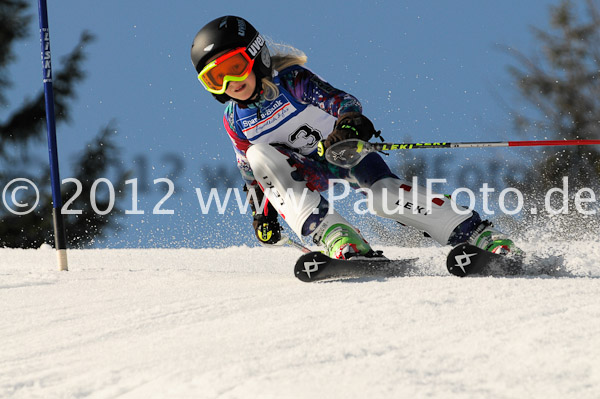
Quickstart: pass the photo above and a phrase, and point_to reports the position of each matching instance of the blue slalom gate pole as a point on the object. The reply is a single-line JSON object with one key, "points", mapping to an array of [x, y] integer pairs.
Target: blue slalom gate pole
{"points": [[60, 238]]}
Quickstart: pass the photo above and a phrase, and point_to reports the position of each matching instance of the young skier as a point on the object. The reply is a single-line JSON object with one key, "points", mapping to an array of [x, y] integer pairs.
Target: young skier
{"points": [[277, 113]]}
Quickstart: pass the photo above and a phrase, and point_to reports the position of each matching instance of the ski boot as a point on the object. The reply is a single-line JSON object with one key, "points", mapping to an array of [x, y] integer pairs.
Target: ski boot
{"points": [[486, 237]]}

------------------------------

Stated goal
Lay out every line of the listing above as a Markdown table with the columns "No." and "Text", one line per row with its row number. Skip blank lines and leave the pictures out.

Finished answer
| No. | Text |
|---|---|
| 1 | Quickstart: pass the photo above and a phrase, and point_to reports the position of each matching instance of the blue slalom gate pole as a point on the object. The reply is a single-line JSON object with one key, "points", mapping to an array of [x, y] integer pairs. |
| 2 | Target: blue slalom gate pole |
| 3 | {"points": [[60, 238]]} |
| 4 | Quickstart: pass the photo above and a phrase, and point_to reports the position of each matching instance of the young skier as a point on the object. The reply is a single-line JSON object with one key, "points", mapping to an array of [x, y] integer pairs. |
| 5 | Target: young skier |
| 6 | {"points": [[277, 113]]} |
| 7 | Quickstart: pass the photo above and a phrase, and point_to reports the position of each matching instance of the ski boot as a point on the object. The reply is a single-line JSON object with one key, "points", mapping to an array of [x, y] integer pairs. |
| 8 | Target: ski boot |
| 9 | {"points": [[486, 237]]} |